Este ensayo fue escrito en el taller ‘En la noche una estrella arcana’, dictado por la escritora Giovanna Rivero, quien desde este 30 de marzo conducirá un nuevo espacio de formación literaria titulado ‘Escrituras de Neón’. Más detalles sobre el curso, en sus redes sociales
Querido abad Calmet

No estabas tan equivocado, abad Calmet, cuando en tu Tratado sobre las Vampiros  (1746) (título original: Traité sur les Apparitions des Esprits, et sur les Vampires, ou les Revenants de Hongrie, de Moravie, &c.), decías que retornar de la muerte, en el mundo natural, es solo posible con la intervención de Dios, tampoco cuando decías que un cuerpo incorruptible no puede volver a la vida a no ser que sea un milagro de Dios o de los santos, y que todo eso, los vampiros, los muertos vivos, los revenants, los enterrados vivos, sólo puede ser parte de la literatura, de la ficción. Que las pruebas para comprobar si una persona ha vuelto de la larga noche, de “that Good night” como diría Dylan Thomas, son una forma por encontrar, racional y científicamente, pruebas de que Dios no fue parte de eso. Es cierto como era cierto que Dios creó el mundo, los planetas y el universo invisible al hombre y que solo él podía conocer los misterios de las estrellas y el universo. Pero ha pasado algo impensado desde la aparición de tu tratado, querido abad, algo terrible para todos los hombres y mujeres de tu época y mucho más para ti, estoy segura, Dios ha salido de viaje. La imagen de Dios es otra ahora. Tres siglos después no puedes esperar que todo siga igual.

**********

◆ **Solicitud escrita**
Prosigue, por favor, la carta al abad Calmet a partir de su última oración.

◆ **Material proporcionado**

**********

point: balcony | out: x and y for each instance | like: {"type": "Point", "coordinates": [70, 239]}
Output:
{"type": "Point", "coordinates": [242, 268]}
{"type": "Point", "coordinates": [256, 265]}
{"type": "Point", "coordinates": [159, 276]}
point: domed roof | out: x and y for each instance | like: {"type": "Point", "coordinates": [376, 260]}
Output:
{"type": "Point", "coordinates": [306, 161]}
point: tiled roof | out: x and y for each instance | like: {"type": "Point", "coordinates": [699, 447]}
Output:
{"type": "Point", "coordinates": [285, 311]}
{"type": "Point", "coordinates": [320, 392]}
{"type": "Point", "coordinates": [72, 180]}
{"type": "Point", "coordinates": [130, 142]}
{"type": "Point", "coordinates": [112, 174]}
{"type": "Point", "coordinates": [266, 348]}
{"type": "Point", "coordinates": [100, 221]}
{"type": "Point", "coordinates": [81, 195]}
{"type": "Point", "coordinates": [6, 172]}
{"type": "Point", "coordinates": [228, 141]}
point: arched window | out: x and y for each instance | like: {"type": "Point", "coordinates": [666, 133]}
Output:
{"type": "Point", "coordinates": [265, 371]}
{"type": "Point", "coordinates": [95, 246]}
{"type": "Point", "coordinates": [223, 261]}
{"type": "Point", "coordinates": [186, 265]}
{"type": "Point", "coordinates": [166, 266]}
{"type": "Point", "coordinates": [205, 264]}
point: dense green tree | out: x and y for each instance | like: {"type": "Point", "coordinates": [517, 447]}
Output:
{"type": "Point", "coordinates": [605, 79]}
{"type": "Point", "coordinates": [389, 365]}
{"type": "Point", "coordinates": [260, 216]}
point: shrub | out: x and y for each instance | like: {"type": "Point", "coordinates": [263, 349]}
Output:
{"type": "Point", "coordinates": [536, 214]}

**********

◆ **Resultado de tarea**
La filósofa Hannah Arendt, la “teórica de los comienzos” (1),  abre uno de los libros que ha pensado con gran profundidad la condición humana contando cómo en 1957 “un objeto terrestre construido por el hombre fue lanzado al universo, donde por algunas semanas dio vueltas alrededor de la tierra de acuerdo a las mismas leyes de la gravedad que hacen girar y mantienen en movimiento a los cuerpos celestes –el sol, la luna y las estrellas” y concluye poniendo a este evento como el momento del gran alivio para toda la humanidad, o puesto en palabras de un reportero norteamericano que comentaba el suceso en la ingeniosa frase: “es el primer paso del hombre hacia su liberación de la prisión de la tierra”, o como lo puso un científico ruso en ese momento: “la humanidad ya no permanecerá atada a la tierra por siempre”. 

Este hecho, querido abad, le demostró a la humanidad que no se necesitaba a Dios para todo. Que el hombre podía, gracias a su imaginación, su inteligencia, su voluntad, crear algo parecido a un planeta, a un astro celestial, entonces aparecieron las dudas de que Dios estaba en todo y lo peor, de que todo sucedía por su intervención. 

Así, es posible que esa idea de que los vampiros, los muertos vivos, los revenants, esos que vuelven de la muerte y que estaban presos en un cuerpo que Dios les dio, en un cuerpo que no era suyo sino del creador, un cuerpo que no poseían, sino que cuidaban para alguien más, un campo dado en comodato, una humanidad presa en la tierra, en la carne y en la sangre, se haya trastocado con los años Calmet.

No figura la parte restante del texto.